Rewrite every line of the entries below, from the line containing "Q: Point out every instance of the helmet ear" through the end of the entries, with the requests included. Shift each x and y coordinate in the answers by -112.

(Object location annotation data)
****************

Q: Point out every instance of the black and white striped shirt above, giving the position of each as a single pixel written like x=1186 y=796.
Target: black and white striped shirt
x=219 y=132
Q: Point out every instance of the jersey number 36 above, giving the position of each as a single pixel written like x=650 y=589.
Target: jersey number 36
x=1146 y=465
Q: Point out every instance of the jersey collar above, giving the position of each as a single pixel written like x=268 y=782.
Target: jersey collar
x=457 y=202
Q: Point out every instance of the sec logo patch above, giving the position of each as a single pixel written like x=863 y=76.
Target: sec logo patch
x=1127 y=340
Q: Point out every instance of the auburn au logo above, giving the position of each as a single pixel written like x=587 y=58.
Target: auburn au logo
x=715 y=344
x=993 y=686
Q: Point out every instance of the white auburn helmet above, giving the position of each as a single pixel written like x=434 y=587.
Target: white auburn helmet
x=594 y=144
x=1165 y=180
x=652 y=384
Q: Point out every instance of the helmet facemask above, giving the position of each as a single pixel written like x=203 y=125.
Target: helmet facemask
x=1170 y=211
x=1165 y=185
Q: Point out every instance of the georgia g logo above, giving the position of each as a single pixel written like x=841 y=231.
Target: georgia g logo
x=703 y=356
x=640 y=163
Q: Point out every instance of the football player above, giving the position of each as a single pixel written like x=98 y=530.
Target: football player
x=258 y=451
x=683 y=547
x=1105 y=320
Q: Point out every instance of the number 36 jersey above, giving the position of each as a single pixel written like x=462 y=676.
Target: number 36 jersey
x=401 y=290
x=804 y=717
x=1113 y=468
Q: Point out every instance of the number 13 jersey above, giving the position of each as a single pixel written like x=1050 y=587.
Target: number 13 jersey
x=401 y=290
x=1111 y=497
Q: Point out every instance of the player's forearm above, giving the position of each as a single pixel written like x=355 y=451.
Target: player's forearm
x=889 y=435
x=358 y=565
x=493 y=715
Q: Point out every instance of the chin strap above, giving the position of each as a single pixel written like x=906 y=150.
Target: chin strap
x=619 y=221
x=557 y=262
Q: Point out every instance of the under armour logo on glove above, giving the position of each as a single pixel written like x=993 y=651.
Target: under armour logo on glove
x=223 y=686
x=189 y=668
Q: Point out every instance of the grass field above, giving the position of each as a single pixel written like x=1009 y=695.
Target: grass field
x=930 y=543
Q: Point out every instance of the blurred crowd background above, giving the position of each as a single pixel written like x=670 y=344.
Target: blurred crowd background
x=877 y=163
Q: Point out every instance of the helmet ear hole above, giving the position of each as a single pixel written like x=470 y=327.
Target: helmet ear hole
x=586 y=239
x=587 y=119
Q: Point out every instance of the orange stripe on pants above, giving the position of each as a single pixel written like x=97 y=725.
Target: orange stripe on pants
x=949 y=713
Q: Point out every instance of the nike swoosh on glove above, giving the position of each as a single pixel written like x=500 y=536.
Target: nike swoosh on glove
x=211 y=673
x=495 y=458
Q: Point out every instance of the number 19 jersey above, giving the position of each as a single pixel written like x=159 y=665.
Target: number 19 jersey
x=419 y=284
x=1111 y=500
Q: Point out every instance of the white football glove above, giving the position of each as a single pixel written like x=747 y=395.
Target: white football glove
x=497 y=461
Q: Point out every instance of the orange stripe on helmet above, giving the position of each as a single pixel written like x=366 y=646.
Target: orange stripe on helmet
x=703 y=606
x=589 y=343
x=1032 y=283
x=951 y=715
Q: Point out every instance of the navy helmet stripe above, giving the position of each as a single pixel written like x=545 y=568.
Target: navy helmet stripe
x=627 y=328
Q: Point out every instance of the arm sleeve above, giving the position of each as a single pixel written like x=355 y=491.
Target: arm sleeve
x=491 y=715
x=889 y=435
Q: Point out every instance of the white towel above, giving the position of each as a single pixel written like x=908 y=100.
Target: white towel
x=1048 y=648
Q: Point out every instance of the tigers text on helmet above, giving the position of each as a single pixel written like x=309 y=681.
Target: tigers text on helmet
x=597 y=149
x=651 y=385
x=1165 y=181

****************

• _THE RESULT_:
Q: Point out every instance of the helmet ear hole above, giving the position of each as a single pixel written like x=470 y=327.
Target: helmet ear hole
x=474 y=127
x=475 y=7
Q: Point out every instance of the orange stripe on pants above, giving the position of each as a single pixel written like x=97 y=725.
Target: orange stripe on pants
x=837 y=601
Q: Point out every instance of the nike swoosh on glove above, giving the position of each as a single pixel written like x=500 y=536.
Target: nike swoosh on glove
x=99 y=561
x=383 y=346
Q: Point out every instance of the number 19 jersey above, giving the position of each as a single pixel written like x=159 y=665.
Target: number 19 jersey
x=307 y=172
x=999 y=388
Q: Point out every instance of the white football glove above, giving the position of each as a single pixel written like x=747 y=395.
Target: white football glove
x=385 y=349
Q: Point out every instance of the orange stripe on helmet above, giving the position of each as a single pixel written like x=366 y=646.
Target: orange stripe on helmet
x=591 y=494
x=477 y=231
x=920 y=171
x=839 y=603
Q: Point out every instance of the navy helmet stripe above, giving the position of each as a single pixel written like x=545 y=568.
Target: navy helmet stripe
x=515 y=216
Q: Point out every instance of the arm sleeve above, giving the position of each as a single pixel written like x=355 y=491.
Target: arm sleeve
x=379 y=603
x=777 y=323
Q: Point out every instance of the white towel above, giving the position of each as a single pixel written like x=908 y=100.
Target: white towel
x=936 y=536
Q: Point out every instance of the tigers text on helmet above, giving the position of each as a single pixel written like x=309 y=681.
Target: tigers text on helmet
x=485 y=37
x=539 y=273
x=1053 y=69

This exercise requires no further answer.